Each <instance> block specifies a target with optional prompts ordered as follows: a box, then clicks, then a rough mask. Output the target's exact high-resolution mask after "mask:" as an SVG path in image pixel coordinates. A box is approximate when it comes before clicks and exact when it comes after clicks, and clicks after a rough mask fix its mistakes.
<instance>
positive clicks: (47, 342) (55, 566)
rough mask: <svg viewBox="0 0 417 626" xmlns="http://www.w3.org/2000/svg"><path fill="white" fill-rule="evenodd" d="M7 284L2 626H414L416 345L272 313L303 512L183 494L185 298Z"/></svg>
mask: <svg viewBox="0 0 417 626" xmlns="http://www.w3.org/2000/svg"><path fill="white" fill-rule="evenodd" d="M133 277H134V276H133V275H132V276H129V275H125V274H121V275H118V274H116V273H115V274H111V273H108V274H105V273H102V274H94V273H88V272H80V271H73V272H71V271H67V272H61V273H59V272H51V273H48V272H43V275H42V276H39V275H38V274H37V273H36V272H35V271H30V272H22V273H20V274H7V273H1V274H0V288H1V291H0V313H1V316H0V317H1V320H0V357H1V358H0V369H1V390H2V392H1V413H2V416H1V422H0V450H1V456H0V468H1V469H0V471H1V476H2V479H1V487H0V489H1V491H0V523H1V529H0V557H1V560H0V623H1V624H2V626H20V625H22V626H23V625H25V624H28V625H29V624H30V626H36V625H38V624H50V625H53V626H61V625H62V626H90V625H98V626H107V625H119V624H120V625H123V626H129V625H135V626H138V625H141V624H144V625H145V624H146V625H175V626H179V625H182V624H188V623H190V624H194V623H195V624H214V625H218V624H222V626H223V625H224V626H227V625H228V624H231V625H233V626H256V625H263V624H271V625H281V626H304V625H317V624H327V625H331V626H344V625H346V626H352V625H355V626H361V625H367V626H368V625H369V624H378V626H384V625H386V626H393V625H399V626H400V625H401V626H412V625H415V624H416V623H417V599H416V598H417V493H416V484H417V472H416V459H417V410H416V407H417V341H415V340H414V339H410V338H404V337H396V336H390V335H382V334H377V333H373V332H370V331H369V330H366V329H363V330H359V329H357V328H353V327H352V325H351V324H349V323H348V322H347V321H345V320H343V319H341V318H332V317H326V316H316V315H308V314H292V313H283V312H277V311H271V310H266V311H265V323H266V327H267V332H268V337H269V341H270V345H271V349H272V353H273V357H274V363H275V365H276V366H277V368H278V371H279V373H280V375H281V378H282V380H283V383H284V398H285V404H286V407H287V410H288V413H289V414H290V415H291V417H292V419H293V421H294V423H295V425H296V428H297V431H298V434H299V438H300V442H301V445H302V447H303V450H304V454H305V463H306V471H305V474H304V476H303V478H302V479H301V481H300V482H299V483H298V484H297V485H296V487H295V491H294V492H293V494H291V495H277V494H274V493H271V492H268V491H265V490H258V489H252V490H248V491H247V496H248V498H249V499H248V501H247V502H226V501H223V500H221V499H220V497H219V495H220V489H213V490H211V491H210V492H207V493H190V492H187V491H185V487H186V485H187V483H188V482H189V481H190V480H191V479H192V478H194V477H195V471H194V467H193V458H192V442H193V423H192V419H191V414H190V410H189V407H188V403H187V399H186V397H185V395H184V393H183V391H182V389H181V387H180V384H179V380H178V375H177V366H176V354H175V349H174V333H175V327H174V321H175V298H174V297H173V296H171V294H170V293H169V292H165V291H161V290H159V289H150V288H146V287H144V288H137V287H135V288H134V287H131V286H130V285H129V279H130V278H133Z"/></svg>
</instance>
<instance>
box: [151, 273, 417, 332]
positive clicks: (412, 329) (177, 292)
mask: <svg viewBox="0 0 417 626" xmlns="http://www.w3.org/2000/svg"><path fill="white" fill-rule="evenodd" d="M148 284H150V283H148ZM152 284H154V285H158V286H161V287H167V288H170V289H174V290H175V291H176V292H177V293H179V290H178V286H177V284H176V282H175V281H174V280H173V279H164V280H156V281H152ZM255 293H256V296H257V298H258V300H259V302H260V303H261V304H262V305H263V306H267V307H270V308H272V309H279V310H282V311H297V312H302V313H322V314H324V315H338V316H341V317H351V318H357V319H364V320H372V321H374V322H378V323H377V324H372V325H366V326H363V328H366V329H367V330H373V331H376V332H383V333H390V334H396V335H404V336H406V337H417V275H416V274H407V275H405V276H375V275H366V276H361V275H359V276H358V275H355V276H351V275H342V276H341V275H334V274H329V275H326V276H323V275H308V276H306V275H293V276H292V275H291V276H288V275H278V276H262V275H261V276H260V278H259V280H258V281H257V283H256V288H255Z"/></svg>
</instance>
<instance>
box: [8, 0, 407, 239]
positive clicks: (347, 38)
----------------------------------------
Work task: Please print exactly the lines of the entries above, beginning with the line that contains "box: [151, 273, 417, 332]" and ending with the last line.

Response:
box: [151, 273, 417, 332]
positive clicks: (412, 329) (177, 292)
mask: <svg viewBox="0 0 417 626" xmlns="http://www.w3.org/2000/svg"><path fill="white" fill-rule="evenodd" d="M148 284H150V283H148ZM152 284H154V285H158V286H161V287H167V288H170V289H174V290H175V291H176V292H177V293H179V290H178V286H177V284H176V282H175V281H174V280H173V279H164V280H156V281H152ZM255 293H256V296H257V298H258V300H259V302H260V303H261V304H262V305H263V306H267V307H270V308H272V309H279V310H282V311H297V312H302V313H322V314H324V315H338V316H341V317H351V318H357V319H364V320H372V321H374V322H378V323H377V324H372V325H366V326H363V328H366V329H367V330H373V331H376V332H383V333H390V334H396V335H404V336H406V337H417V275H416V274H407V275H405V276H375V275H366V276H361V275H359V276H358V275H355V276H351V275H342V276H341V275H334V274H329V275H326V276H323V275H308V276H306V275H293V276H292V275H291V276H288V275H278V276H262V275H261V276H260V278H259V280H258V281H257V283H256V288H255Z"/></svg>
</instance>
<instance>
box: [8, 0, 407, 239]
positive clicks: (347, 38)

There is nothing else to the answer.